## DOCUMENT SECTION:
"""
Maori researchers maintain almost a whisper network of white researchers who don’t do this well. I can always tell whether a non-Maori researcher genuinely cares about addressing the problems that Indigenous communities face, such as the ongoing degradation of freshwater environments and decline of our culturally important native species, or whether they are doing the research only to advance their own career. For example, the biggest red flag is when white scientists want to do research on us without involving us.
Virginia Gewin for Nature with a great career feature on indigenous researchers and their challenges in #highered.

What we were reading 5 years ago
(Link review 184, 27 May 2016)
Why you should be critical of Professor Angelina Jolie Pitt’s LSE gig
It is in this particular contemporary context that we should have more critical debates beyond shallow Tomb Raider jokes or serious head nodding when emphasizing Jolie’s work as a UN goodwill ambassador.
Carrie Reiling elaborates on how celebritization ‘reinforce(s) stratification and hierarchy’ in the field of women, peace and security in her excellent post.
As much as I agree that academia needs to be open and accessible, there are still elements of my actual job that I trained and studied hard for – just as my aid or humanitarian professional colleagues did.
Whatever happened to Professor Jolie? Me, wrapping a up this week's focus on celebrities in #globaldev with a post from the archive.

UN Bureaucracy? No, Thanks
Too often, the choice is between what makes sense for the mission and what complies with unwieldy procedures, and usually the choice involves doing what is compliant. The result, an underperformance of mandates, poses extremely high risks to operations as well as to reputations.
A well-functioning Secretariat will not necessarily overcome crises of multilateralism, but a dysfunctional Secretariat is grist for mill for those who see the UN as an incompetent and wasteful distraction. Considering the UN’s symbolism, legitimacy, convening power and mission across its 70 years, the importance of good internal governance cannot be overemphasized. It will require considerable effort by the next secretary-general — woman or man, but preferably not a bureaucrat — to undo the symptoms of neglect and reverse the decline of the Secretariat.
Franz Baumann for PassBlue said good-bye to the UN after 30 years within the organization.

We need less paperwork and more aid in humanitarian work
Slimming down the aid machine would require some difficult decisions about reducing the number of organisations working in crisis areas, and reducing the autonomy of individual donors to adapt what they require of partners as they agree on a common reporting template. The prize, however, is more freed-up resources and more effective action to help people in life-threatening situations.

Julia Steets & András Derzsi-Horváth for the Guardian are also beefing with #globaldev bureaucracy.
"""
## WHAT YOU NEED TO DO:
In the link review above, how many years had Franz Baumann been within the UN when he said good-bye to it?

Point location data
"""
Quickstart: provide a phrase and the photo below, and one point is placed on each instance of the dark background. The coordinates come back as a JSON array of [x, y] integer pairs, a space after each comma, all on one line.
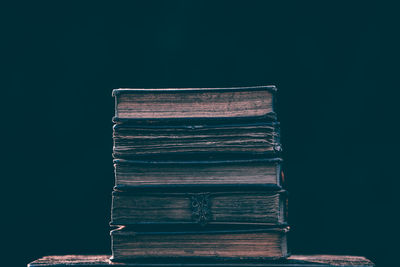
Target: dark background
[[334, 65]]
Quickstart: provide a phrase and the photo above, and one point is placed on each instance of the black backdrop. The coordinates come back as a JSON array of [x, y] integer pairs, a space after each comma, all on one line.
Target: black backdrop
[[332, 64]]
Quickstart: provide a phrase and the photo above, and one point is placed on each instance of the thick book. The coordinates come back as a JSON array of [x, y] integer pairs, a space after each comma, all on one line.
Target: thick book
[[195, 103], [292, 261], [138, 140], [226, 207], [262, 172], [217, 243]]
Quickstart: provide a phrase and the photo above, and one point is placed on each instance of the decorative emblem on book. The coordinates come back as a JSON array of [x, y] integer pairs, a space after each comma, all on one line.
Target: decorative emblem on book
[[200, 205]]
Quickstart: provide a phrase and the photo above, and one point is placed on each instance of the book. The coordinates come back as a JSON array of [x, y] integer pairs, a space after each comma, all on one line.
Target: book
[[226, 207], [197, 103], [292, 261], [216, 243], [138, 141], [254, 172]]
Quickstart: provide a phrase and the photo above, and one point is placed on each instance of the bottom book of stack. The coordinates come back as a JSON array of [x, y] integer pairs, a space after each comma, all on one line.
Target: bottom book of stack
[[211, 242]]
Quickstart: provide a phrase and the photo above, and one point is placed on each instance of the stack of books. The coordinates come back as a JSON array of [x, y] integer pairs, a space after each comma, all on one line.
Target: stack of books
[[198, 183], [197, 175]]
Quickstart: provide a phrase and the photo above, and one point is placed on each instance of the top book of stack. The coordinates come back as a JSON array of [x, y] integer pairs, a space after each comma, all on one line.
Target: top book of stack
[[196, 104]]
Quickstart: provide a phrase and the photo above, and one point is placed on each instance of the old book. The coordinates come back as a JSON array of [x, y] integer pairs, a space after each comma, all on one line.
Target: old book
[[227, 207], [216, 243], [184, 103], [138, 140], [263, 172], [292, 261]]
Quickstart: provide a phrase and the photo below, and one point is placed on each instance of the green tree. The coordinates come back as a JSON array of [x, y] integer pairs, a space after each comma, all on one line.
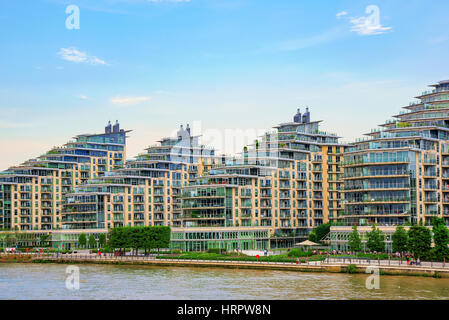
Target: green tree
[[320, 232], [375, 240], [92, 241], [354, 241], [82, 240], [400, 239], [44, 240], [102, 240], [419, 241], [440, 238]]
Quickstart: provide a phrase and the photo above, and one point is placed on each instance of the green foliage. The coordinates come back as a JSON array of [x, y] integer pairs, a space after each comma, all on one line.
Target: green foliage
[[234, 257], [82, 240], [312, 236], [375, 240], [299, 253], [102, 240], [400, 239], [92, 241], [140, 237], [216, 250], [351, 268], [440, 239], [320, 232], [419, 241], [45, 240], [354, 241]]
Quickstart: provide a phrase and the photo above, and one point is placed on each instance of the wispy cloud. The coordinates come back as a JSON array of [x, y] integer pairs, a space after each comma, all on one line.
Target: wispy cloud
[[128, 101], [437, 40], [311, 41], [12, 125], [72, 54], [341, 14], [369, 25]]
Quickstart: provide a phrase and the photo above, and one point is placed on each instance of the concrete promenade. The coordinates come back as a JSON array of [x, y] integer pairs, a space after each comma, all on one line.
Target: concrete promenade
[[331, 265]]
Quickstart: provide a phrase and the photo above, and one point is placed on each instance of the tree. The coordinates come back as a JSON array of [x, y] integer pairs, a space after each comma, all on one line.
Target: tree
[[419, 241], [44, 240], [375, 240], [92, 241], [440, 238], [82, 240], [320, 232], [102, 240], [399, 238], [354, 241]]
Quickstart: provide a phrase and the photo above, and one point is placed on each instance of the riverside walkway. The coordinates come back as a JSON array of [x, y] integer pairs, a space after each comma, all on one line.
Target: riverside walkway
[[330, 264]]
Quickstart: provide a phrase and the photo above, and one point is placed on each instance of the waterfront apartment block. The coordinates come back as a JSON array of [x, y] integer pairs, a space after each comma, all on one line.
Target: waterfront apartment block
[[288, 182], [32, 194], [145, 192], [400, 173]]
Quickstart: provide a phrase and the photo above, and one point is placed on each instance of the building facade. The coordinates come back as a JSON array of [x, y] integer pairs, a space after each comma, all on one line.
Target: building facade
[[32, 194], [288, 182], [400, 173], [145, 192]]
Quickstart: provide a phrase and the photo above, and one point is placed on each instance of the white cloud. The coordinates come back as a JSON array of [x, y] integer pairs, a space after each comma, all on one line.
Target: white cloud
[[128, 101], [12, 125], [369, 25], [74, 55], [311, 41]]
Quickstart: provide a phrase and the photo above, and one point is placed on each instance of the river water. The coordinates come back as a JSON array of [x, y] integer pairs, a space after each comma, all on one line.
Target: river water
[[48, 281]]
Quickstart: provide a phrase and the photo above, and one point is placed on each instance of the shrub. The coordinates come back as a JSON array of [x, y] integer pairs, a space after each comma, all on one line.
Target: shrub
[[216, 250], [299, 253], [351, 268]]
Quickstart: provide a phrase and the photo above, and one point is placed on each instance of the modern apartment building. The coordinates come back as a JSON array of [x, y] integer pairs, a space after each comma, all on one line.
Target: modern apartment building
[[32, 194], [145, 192], [400, 173], [287, 182]]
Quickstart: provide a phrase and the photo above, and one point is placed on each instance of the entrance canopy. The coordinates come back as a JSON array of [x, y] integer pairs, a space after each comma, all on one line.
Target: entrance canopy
[[307, 243]]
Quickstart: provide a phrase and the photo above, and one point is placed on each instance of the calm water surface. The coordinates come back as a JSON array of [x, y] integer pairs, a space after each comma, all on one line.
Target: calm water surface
[[47, 281]]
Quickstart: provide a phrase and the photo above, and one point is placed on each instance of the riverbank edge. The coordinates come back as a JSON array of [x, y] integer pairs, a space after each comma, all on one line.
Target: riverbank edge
[[330, 268]]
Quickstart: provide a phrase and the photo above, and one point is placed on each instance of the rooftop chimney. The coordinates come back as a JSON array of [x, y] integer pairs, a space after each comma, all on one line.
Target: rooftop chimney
[[307, 114], [108, 128], [297, 117], [116, 127]]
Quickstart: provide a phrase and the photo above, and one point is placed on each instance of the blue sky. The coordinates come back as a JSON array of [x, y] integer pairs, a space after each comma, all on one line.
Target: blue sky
[[229, 64]]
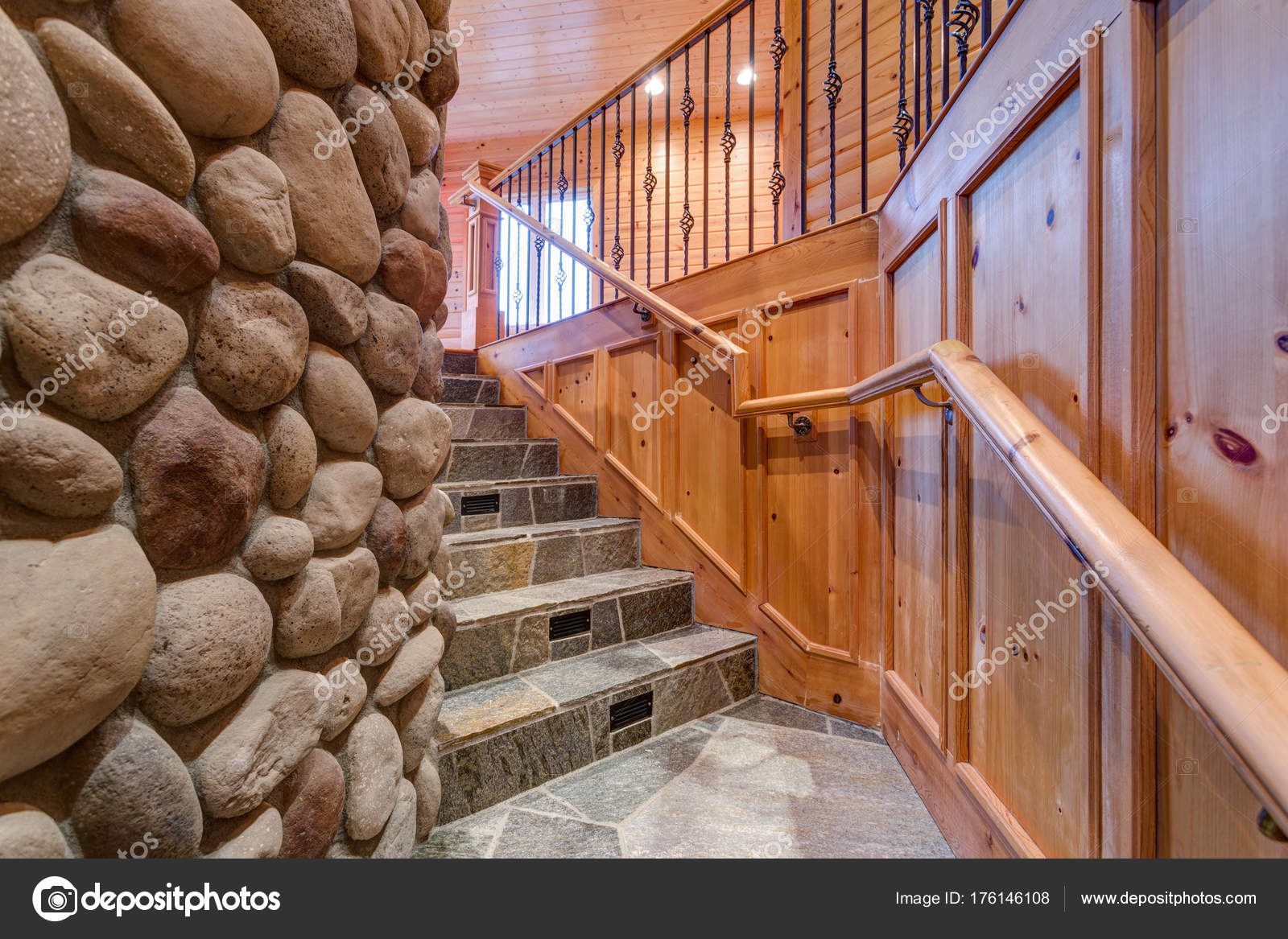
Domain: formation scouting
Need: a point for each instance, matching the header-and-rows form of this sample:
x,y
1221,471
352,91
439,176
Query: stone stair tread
x,y
568,593
502,703
519,532
474,484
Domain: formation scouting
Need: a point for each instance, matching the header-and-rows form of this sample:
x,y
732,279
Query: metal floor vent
x,y
570,624
481,505
630,711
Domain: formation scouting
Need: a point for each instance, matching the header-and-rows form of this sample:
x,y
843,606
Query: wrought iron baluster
x,y
560,276
961,25
618,151
687,113
903,124
727,139
777,49
832,89
650,184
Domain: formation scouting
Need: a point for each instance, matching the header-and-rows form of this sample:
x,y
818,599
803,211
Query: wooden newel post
x,y
482,246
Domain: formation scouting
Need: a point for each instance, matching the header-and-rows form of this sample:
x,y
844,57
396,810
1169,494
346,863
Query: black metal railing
x,y
676,177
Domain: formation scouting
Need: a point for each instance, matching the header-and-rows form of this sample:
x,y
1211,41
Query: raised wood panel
x,y
633,442
920,510
1030,325
1224,491
575,390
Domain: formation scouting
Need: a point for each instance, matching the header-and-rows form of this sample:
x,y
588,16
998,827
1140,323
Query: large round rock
x,y
334,220
53,467
212,640
124,225
35,148
206,58
312,39
251,344
412,443
76,632
249,208
119,107
60,309
197,480
132,787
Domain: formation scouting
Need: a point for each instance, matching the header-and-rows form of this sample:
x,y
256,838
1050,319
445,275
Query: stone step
x,y
493,460
470,389
460,362
489,422
504,737
499,634
515,558
525,501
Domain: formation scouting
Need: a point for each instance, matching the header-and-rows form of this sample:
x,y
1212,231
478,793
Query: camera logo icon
x,y
55,900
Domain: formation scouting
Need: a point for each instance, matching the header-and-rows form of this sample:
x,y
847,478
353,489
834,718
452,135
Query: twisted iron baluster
x,y
727,139
650,184
560,277
960,26
832,89
902,126
777,49
618,150
687,113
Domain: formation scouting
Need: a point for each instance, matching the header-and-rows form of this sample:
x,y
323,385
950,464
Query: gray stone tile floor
x,y
762,780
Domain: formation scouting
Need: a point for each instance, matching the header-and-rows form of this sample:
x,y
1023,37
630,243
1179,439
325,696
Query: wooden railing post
x,y
481,316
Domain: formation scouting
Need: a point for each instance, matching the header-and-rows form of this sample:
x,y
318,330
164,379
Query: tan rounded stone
x,y
277,549
248,205
212,640
371,763
53,467
206,58
76,632
36,148
420,212
293,456
412,443
384,34
261,745
119,107
334,220
124,227
338,402
197,480
52,302
313,40
308,613
258,834
341,503
378,148
311,801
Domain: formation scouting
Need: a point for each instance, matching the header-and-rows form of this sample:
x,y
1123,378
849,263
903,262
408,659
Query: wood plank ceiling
x,y
530,68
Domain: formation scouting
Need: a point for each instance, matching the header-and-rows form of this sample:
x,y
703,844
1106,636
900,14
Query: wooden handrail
x,y
1221,671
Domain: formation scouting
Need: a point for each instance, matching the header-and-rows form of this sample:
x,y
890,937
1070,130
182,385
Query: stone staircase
x,y
567,649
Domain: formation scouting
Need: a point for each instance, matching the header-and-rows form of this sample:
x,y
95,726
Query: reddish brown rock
x,y
386,540
251,344
312,804
390,351
124,225
336,308
197,480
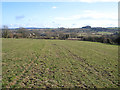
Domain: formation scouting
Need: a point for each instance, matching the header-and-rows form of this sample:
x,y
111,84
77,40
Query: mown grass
x,y
34,63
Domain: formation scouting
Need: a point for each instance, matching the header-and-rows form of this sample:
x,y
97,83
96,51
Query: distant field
x,y
58,63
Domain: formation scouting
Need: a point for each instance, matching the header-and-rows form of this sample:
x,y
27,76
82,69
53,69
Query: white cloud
x,y
89,14
54,7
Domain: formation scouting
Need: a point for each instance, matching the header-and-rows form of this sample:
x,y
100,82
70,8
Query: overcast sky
x,y
97,13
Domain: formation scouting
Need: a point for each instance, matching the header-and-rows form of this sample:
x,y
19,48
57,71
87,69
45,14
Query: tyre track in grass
x,y
24,81
22,74
18,77
82,85
91,68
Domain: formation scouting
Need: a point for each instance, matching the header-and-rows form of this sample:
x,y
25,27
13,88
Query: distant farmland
x,y
35,63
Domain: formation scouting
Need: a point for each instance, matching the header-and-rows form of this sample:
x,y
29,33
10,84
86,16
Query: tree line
x,y
24,33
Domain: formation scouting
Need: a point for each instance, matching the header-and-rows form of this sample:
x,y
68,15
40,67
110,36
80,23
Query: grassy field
x,y
34,63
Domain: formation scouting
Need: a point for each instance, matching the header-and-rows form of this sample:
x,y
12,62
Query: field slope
x,y
34,63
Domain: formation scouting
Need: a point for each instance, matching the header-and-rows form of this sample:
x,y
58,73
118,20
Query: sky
x,y
60,14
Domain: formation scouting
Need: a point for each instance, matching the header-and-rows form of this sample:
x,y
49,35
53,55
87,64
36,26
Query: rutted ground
x,y
58,63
"""
## PROBLEM SOLUTION:
30 years.